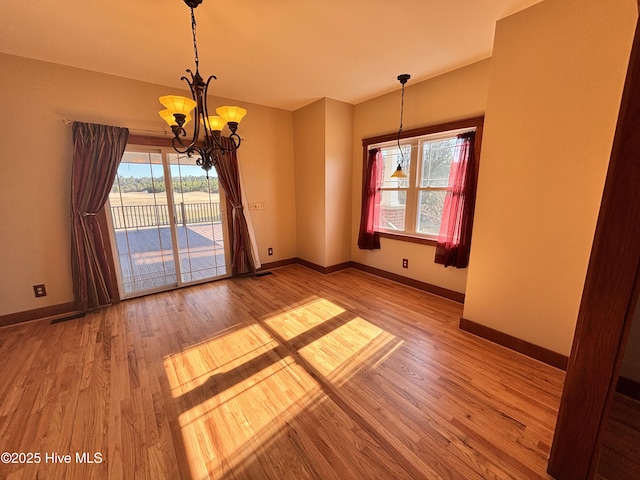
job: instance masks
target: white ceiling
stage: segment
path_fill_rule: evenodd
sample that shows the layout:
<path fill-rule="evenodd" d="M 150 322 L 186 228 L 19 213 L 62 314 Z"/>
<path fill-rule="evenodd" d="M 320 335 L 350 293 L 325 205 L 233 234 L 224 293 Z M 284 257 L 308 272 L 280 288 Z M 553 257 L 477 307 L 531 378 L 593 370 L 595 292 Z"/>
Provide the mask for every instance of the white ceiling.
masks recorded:
<path fill-rule="evenodd" d="M 489 57 L 496 21 L 540 1 L 204 0 L 200 73 L 230 99 L 357 104 Z M 194 68 L 182 0 L 0 0 L 0 51 L 180 88 Z"/>

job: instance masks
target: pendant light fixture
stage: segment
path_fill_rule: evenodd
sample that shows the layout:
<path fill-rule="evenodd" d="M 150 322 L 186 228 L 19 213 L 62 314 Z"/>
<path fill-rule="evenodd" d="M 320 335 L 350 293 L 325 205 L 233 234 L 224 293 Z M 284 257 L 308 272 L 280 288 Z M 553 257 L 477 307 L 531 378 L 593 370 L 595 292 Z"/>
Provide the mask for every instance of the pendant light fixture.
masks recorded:
<path fill-rule="evenodd" d="M 191 75 L 191 80 L 187 77 L 181 77 L 181 80 L 189 84 L 191 90 L 191 98 L 180 97 L 177 95 L 165 95 L 160 97 L 160 103 L 165 110 L 159 112 L 160 116 L 167 122 L 173 132 L 171 143 L 176 152 L 187 154 L 189 157 L 194 153 L 200 158 L 196 159 L 196 164 L 202 167 L 209 175 L 209 170 L 213 167 L 224 152 L 235 151 L 240 147 L 242 142 L 240 136 L 236 133 L 238 123 L 246 115 L 244 108 L 235 106 L 223 106 L 216 108 L 218 115 L 209 116 L 207 106 L 207 90 L 209 83 L 216 77 L 211 75 L 205 82 L 200 76 L 199 59 L 198 59 L 198 43 L 196 41 L 196 17 L 194 8 L 202 3 L 202 0 L 183 0 L 191 9 L 191 32 L 193 35 L 193 53 L 195 57 L 196 71 L 193 73 L 187 69 Z M 186 141 L 187 133 L 184 126 L 192 119 L 191 112 L 195 108 L 195 121 L 193 123 L 193 134 L 190 141 Z M 225 125 L 229 128 L 231 134 L 229 141 L 222 139 L 221 132 Z M 200 129 L 203 130 L 203 138 L 200 140 Z"/>
<path fill-rule="evenodd" d="M 400 147 L 400 134 L 402 133 L 402 117 L 404 115 L 404 84 L 409 81 L 411 75 L 403 73 L 398 75 L 398 81 L 402 85 L 402 100 L 400 101 L 400 128 L 398 129 L 398 150 L 400 151 L 400 159 L 396 171 L 391 174 L 391 178 L 407 178 L 406 173 L 402 171 L 402 165 L 404 165 L 404 153 Z"/>

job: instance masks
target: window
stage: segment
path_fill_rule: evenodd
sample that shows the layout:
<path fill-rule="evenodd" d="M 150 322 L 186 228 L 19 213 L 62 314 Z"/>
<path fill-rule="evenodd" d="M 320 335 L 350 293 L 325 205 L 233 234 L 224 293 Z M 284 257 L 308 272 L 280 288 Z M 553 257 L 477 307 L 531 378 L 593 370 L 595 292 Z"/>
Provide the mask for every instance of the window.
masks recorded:
<path fill-rule="evenodd" d="M 479 155 L 483 117 L 363 140 L 364 154 L 380 149 L 383 158 L 377 230 L 381 236 L 434 243 L 440 232 L 449 172 L 458 148 L 458 135 L 476 131 Z M 391 175 L 398 164 L 406 178 Z M 477 162 L 476 162 L 477 163 Z"/>

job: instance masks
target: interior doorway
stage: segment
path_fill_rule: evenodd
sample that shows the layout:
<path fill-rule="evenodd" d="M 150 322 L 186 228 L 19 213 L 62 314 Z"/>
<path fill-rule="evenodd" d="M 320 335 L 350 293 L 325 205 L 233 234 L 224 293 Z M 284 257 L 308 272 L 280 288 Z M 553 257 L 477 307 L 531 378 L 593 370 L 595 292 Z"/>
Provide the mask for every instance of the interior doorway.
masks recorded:
<path fill-rule="evenodd" d="M 109 194 L 122 298 L 225 278 L 225 199 L 215 170 L 170 149 L 129 146 Z"/>

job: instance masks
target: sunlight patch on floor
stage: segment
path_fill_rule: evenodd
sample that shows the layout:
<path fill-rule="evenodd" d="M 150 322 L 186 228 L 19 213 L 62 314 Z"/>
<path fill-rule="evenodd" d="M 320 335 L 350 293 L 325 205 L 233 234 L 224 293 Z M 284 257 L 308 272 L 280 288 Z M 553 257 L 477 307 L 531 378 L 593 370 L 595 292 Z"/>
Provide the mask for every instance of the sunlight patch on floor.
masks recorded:
<path fill-rule="evenodd" d="M 300 355 L 334 385 L 363 366 L 370 368 L 400 347 L 401 340 L 361 317 L 355 317 L 300 349 Z"/>
<path fill-rule="evenodd" d="M 179 416 L 194 479 L 223 478 L 253 461 L 287 422 L 324 397 L 319 384 L 292 357 L 273 359 L 262 370 L 236 380 L 218 394 L 190 397 Z"/>
<path fill-rule="evenodd" d="M 267 318 L 264 322 L 282 338 L 291 340 L 344 312 L 345 309 L 335 303 L 318 298 Z"/>
<path fill-rule="evenodd" d="M 251 324 L 171 355 L 164 361 L 171 393 L 174 398 L 182 396 L 214 375 L 246 366 L 277 345 L 262 327 Z"/>
<path fill-rule="evenodd" d="M 317 298 L 167 357 L 192 478 L 226 478 L 233 468 L 269 462 L 300 412 L 329 398 L 318 376 L 340 385 L 401 344 Z"/>

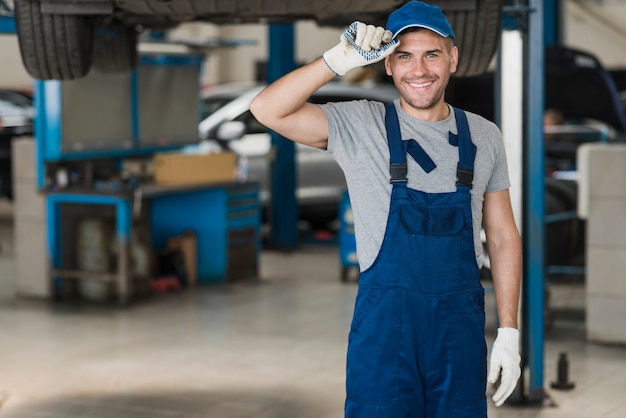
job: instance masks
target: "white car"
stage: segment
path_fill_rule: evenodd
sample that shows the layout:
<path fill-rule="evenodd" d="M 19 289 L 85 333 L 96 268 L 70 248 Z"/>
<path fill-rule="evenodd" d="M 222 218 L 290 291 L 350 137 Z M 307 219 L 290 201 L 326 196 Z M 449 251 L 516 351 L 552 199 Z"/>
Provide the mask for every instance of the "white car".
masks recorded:
<path fill-rule="evenodd" d="M 35 109 L 29 96 L 0 90 L 0 197 L 13 198 L 11 139 L 32 136 Z"/>
<path fill-rule="evenodd" d="M 248 160 L 248 179 L 262 184 L 264 206 L 269 205 L 269 172 L 274 156 L 267 128 L 250 113 L 250 102 L 262 85 L 228 84 L 206 90 L 202 95 L 203 120 L 200 138 L 219 144 Z M 390 102 L 399 97 L 392 85 L 371 87 L 329 83 L 311 98 L 314 103 L 370 99 Z M 343 172 L 326 152 L 296 144 L 297 190 L 300 218 L 315 229 L 336 219 L 341 192 L 346 183 Z"/>

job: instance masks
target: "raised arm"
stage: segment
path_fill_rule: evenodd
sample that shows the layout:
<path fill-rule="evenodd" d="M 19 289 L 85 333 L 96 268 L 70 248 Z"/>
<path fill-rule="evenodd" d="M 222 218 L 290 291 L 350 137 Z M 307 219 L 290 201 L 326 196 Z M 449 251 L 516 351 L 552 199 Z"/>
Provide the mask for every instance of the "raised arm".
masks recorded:
<path fill-rule="evenodd" d="M 326 148 L 326 116 L 307 100 L 333 78 L 335 73 L 319 58 L 270 84 L 254 98 L 250 111 L 259 122 L 285 138 Z"/>
<path fill-rule="evenodd" d="M 335 47 L 322 58 L 269 85 L 252 101 L 259 122 L 286 138 L 318 148 L 328 144 L 328 121 L 319 106 L 307 100 L 335 76 L 378 62 L 391 54 L 397 41 L 384 28 L 352 23 Z"/>

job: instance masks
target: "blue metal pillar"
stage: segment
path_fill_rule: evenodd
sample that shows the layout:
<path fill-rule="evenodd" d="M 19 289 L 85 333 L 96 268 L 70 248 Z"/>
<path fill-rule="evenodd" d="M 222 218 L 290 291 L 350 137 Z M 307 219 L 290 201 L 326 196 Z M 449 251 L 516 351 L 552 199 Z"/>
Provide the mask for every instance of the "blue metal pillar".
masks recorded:
<path fill-rule="evenodd" d="M 526 137 L 524 175 L 524 282 L 522 354 L 528 368 L 528 402 L 544 399 L 545 184 L 543 111 L 545 107 L 544 0 L 529 0 L 526 47 Z"/>
<path fill-rule="evenodd" d="M 268 82 L 273 82 L 295 67 L 294 26 L 269 26 Z M 271 244 L 280 250 L 293 250 L 298 245 L 298 203 L 296 199 L 297 172 L 295 144 L 270 132 L 273 159 L 271 161 Z"/>
<path fill-rule="evenodd" d="M 561 0 L 543 0 L 544 44 L 561 43 Z"/>

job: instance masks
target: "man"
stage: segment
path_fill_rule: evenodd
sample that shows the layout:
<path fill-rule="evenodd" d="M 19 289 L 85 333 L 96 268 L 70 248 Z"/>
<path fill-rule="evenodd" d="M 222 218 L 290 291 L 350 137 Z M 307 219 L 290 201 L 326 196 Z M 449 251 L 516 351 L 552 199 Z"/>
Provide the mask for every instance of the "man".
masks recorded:
<path fill-rule="evenodd" d="M 336 76 L 383 59 L 401 95 L 394 103 L 307 103 Z M 445 103 L 457 60 L 441 10 L 411 1 L 386 29 L 353 23 L 252 103 L 261 123 L 326 149 L 346 176 L 361 269 L 346 417 L 487 416 L 481 221 L 501 325 L 489 370 L 490 382 L 501 377 L 496 405 L 520 375 L 521 245 L 506 156 L 494 124 Z"/>

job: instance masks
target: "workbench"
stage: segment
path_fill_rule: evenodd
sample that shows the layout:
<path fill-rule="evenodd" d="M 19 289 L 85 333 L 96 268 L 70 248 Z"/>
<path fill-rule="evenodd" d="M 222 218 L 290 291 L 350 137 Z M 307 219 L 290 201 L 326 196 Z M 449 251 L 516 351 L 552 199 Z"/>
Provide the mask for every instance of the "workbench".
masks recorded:
<path fill-rule="evenodd" d="M 115 212 L 115 271 L 95 273 L 67 268 L 62 254 L 62 206 L 106 205 Z M 147 211 L 153 250 L 169 237 L 193 231 L 197 239 L 198 283 L 221 283 L 258 276 L 261 204 L 258 183 L 140 186 L 132 192 L 61 190 L 47 194 L 49 280 L 59 296 L 60 279 L 114 282 L 121 305 L 132 295 L 130 237 L 133 219 Z"/>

> **WHAT YOU SHOULD DO**:
Whenever a line in the entries holds the word "window", copy that line.

> **ANSWER SECTION**:
target: window
Provide the mask for every instance of the window.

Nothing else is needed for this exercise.